**What to produce**
Reproduce the listing below line for line, without changing a single character.

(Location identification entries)
════════
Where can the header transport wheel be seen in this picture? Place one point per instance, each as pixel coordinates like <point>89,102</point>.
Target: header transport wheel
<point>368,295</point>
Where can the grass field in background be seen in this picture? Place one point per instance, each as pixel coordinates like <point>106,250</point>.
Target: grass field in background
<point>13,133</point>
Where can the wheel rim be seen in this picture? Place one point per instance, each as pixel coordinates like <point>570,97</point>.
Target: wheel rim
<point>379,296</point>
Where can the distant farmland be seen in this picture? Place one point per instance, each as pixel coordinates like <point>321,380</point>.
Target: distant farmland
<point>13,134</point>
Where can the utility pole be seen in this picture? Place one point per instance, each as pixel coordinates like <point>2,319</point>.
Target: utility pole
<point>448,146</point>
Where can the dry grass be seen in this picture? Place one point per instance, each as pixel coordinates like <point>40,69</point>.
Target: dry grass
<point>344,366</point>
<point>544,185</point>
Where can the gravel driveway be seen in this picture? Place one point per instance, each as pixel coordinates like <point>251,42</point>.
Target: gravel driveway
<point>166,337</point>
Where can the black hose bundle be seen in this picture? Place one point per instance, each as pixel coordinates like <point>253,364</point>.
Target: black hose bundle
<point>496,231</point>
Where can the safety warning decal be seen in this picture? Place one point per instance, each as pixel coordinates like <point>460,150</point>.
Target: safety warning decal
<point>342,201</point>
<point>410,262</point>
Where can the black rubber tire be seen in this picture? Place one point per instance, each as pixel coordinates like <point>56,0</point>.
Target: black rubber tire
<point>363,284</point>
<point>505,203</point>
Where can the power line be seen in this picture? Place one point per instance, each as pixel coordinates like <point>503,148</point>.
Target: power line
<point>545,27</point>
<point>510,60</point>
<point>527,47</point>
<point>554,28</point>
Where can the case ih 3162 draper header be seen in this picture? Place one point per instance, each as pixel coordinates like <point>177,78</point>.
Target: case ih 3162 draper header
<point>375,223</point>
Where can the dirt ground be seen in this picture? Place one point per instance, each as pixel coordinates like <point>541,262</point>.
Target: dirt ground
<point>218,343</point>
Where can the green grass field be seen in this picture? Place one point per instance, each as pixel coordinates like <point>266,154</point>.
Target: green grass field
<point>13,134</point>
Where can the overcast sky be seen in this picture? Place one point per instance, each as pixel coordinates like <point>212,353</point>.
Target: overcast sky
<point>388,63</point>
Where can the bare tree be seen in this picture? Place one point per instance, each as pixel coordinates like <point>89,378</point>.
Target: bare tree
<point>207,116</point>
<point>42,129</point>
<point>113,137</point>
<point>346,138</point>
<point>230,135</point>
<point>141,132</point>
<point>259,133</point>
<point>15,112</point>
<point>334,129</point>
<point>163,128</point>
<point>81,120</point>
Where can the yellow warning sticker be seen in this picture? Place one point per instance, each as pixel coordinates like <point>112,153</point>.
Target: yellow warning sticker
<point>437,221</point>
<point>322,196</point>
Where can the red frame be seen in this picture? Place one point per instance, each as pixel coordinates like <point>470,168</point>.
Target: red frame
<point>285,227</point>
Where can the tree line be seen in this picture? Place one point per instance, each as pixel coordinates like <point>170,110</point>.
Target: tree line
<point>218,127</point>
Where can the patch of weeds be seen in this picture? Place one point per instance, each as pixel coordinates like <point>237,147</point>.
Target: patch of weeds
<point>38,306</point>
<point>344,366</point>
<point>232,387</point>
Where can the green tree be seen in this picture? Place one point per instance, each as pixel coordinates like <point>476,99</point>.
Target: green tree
════════
**Exercise answer**
Where can the header transport wheel be seen in this picture? Place one point per instance, each as pixel coordinates like <point>89,102</point>.
Target: header transport wheel
<point>368,295</point>
Where can the grass field in background be seen in this picture? Place one point per instance, each as pixel coordinates like <point>106,250</point>.
Target: grass field in background
<point>13,133</point>
Where can the wheel rim be seen in this picture? Place one point per instance, each as pixel coordinates like <point>570,97</point>.
Target: wheel rim
<point>379,296</point>
Where can the distant farmland be seen in this picture? Place one point per instance, each as pixel coordinates like <point>321,380</point>.
Target: distant farmland
<point>13,134</point>
Where can the utility pole be seen in this picture? Place one point per instance, each as pixel coordinates like <point>2,319</point>.
Target: utility pole
<point>448,146</point>
Where can the dry grass be seen in this picture? Place one point per instance, each as pixel coordinates like <point>40,69</point>.
Target: dry grass
<point>344,366</point>
<point>544,185</point>
Where can the gravel driveway be seen in this picture? Place one point per instance, each as pixel coordinates like <point>251,42</point>.
Target: gravel driveway
<point>166,337</point>
Where can the black hose bundle be seen in this picture? Place one point per instance, each as pixel coordinates like <point>253,364</point>.
Target: black hose bundle
<point>496,231</point>
Where can the safety warning decal be seen in this picture? Place one point per instance, each as pixel coordinates like <point>460,150</point>.
Target: safety warning decal
<point>342,201</point>
<point>410,262</point>
Where can the black rubber tire be seen in this picture? Place one point per instance, each as pixel coordinates like <point>56,0</point>.
Target: black rubber tire
<point>363,284</point>
<point>505,203</point>
Where can the power line be seen in this picture? Place one point per instance, each as pixel coordinates like <point>503,148</point>.
Target: power line
<point>545,27</point>
<point>510,60</point>
<point>527,47</point>
<point>554,28</point>
Where can the case ih 3162 draper header be seen in this picture? Place one point per instance, each as pixel coordinates like <point>177,78</point>.
Target: case ih 3162 draper header
<point>375,223</point>
Where can the dirt ground be seen in this picture? Place one point per instance, each as pixel coordinates like <point>541,262</point>.
Target: dirt ground
<point>218,343</point>
Where can the green grass field be seen in this picture? Place one point per instance, each as pixel coordinates like <point>266,154</point>.
Target: green grass field
<point>13,134</point>
Where can the overcast sky be seen in this picture? Place one point per instance, each as pixel coordinates like <point>212,353</point>.
Target: overcast sky
<point>388,63</point>
Where can the bare tree be seen in this picture? Place one point per instance, each as pixel coordinates like <point>89,378</point>.
Target: bare tree
<point>207,116</point>
<point>42,129</point>
<point>113,137</point>
<point>346,138</point>
<point>230,135</point>
<point>141,132</point>
<point>259,133</point>
<point>15,112</point>
<point>334,129</point>
<point>163,128</point>
<point>81,120</point>
Where can the yellow warning sticker be seen in this picture? Place one point per instance, each as pixel coordinates like <point>112,153</point>.
Target: yellow warning sticker
<point>437,221</point>
<point>322,196</point>
Where can the red frame be seen in this picture? Place one point per instance, each as pixel coordinates like <point>470,168</point>.
Target: red frame
<point>285,227</point>
Where can the tree line be seen in this picture? Place one point per instance, each as pixel coordinates like <point>170,110</point>.
Target: tree line
<point>218,127</point>
Where can the patch of weeds be seen in this picture? Place one point per instance, each as pixel coordinates like <point>237,147</point>.
Target: patch of weeds
<point>38,306</point>
<point>344,366</point>
<point>232,387</point>
Where can the green tree be seen in this picture? Place one point per instance, each as pixel coordinates like <point>476,99</point>.
Target: green tree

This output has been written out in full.